[Source records]

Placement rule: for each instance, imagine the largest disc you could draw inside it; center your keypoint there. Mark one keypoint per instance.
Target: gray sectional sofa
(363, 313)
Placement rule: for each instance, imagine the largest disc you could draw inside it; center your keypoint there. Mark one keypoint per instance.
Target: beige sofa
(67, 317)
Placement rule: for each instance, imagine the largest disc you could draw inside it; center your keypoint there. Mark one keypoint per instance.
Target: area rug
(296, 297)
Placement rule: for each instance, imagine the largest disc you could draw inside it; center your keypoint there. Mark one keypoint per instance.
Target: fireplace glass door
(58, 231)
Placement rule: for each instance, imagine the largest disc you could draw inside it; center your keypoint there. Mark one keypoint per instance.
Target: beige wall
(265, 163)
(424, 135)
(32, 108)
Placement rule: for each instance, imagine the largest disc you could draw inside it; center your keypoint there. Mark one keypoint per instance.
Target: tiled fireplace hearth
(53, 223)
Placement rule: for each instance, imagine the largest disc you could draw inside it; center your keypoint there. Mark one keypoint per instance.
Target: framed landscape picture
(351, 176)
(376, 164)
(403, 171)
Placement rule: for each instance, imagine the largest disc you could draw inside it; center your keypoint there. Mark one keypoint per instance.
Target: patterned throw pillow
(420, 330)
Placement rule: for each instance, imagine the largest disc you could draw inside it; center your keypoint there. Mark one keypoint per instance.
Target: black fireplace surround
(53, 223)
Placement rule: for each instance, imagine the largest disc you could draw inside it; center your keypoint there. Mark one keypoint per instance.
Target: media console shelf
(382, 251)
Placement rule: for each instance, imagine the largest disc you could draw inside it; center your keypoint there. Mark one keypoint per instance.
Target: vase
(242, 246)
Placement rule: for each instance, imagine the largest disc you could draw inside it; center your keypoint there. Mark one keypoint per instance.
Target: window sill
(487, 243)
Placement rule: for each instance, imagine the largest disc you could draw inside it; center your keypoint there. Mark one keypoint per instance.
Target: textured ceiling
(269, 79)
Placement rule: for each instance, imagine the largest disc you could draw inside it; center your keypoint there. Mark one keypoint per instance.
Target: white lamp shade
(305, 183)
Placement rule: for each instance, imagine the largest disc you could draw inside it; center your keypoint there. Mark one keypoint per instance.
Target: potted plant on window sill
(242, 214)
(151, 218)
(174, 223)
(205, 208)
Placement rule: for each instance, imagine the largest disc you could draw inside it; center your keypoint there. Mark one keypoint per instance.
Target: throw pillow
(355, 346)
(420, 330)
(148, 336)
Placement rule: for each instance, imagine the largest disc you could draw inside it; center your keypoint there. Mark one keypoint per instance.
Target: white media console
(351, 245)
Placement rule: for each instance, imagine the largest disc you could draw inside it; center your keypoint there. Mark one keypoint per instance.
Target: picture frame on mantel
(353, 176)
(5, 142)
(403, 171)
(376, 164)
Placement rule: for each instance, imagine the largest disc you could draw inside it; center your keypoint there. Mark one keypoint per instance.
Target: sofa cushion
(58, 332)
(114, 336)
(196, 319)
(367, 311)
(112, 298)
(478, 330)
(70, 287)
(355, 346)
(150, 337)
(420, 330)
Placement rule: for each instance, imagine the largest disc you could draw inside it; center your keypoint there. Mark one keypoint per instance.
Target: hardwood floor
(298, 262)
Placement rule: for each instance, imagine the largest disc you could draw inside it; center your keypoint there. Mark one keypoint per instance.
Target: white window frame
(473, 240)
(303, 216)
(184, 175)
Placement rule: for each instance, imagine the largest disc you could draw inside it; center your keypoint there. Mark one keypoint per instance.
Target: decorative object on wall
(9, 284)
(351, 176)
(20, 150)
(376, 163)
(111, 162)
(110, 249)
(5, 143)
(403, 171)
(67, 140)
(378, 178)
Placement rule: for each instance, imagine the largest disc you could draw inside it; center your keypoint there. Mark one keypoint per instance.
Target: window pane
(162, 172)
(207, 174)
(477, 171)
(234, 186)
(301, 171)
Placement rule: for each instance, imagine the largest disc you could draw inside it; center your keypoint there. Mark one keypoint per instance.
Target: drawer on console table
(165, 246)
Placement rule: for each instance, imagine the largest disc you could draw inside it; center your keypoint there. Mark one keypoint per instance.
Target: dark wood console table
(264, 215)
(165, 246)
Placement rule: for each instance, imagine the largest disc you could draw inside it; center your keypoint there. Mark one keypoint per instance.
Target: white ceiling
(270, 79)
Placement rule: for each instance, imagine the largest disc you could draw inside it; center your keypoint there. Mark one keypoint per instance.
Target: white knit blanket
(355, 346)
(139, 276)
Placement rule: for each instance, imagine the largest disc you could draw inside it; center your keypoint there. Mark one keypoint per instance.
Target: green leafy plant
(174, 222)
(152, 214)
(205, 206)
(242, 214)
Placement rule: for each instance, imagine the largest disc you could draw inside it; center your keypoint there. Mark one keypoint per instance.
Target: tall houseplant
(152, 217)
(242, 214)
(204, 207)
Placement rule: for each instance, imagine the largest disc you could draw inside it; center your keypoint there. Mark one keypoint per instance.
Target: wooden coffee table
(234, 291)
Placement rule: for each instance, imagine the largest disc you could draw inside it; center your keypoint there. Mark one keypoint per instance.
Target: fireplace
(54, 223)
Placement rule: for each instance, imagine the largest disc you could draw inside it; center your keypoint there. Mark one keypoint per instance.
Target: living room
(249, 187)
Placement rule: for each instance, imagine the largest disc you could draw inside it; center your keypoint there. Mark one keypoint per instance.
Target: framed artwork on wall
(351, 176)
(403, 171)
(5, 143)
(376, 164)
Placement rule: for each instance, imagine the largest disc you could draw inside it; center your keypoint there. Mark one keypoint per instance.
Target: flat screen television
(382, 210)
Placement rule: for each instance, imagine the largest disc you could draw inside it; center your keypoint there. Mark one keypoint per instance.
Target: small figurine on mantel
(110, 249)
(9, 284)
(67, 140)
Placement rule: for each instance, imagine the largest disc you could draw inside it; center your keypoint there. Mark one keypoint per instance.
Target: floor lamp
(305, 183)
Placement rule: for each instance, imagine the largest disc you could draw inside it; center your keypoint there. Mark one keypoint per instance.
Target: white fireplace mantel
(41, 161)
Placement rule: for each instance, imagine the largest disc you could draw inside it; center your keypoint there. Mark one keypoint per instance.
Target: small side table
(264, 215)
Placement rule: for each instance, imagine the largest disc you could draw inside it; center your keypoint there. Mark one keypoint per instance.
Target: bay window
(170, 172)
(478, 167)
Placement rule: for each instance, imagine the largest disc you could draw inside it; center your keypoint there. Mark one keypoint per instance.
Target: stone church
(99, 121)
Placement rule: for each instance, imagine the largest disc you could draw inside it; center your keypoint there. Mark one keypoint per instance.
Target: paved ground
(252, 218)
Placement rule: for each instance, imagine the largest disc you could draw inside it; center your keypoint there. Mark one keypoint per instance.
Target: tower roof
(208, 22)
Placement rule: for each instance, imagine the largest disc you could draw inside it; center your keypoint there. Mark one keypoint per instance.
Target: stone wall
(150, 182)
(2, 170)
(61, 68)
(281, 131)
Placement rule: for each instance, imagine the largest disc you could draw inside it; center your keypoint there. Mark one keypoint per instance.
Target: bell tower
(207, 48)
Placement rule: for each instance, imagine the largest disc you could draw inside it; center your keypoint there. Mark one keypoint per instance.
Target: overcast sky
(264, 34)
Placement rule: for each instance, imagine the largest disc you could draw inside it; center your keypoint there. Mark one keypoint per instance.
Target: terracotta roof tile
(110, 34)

...

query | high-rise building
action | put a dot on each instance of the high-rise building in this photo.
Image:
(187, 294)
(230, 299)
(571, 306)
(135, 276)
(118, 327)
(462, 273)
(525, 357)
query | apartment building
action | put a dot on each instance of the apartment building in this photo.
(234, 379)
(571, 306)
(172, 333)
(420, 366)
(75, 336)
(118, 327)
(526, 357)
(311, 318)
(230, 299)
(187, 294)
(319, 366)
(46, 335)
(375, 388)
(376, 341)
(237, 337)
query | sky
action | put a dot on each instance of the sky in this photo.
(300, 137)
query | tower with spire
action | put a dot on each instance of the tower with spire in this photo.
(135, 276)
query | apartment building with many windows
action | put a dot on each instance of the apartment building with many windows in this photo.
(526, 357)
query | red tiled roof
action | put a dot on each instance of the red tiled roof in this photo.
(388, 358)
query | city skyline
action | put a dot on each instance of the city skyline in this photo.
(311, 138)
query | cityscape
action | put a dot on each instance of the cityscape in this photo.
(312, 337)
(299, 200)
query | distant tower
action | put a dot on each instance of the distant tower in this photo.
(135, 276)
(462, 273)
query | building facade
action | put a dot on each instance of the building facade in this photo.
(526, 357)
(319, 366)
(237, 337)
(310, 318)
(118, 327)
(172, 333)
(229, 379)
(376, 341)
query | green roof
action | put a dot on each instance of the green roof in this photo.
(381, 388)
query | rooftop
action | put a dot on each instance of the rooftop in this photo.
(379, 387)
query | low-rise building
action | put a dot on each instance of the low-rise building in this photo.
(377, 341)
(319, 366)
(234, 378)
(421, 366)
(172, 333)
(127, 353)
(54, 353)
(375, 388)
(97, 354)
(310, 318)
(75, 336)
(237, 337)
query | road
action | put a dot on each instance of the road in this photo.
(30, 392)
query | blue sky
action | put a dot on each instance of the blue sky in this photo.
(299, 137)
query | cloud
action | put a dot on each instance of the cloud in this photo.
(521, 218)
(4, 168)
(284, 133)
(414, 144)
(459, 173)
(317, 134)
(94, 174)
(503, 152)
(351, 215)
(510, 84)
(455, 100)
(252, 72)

**Problem to work on**
Copy out every line in the records where the word "high" is found.

**Result of this task**
query | high-rise building
action | put a dot on each instance of the high-rise building in this photo.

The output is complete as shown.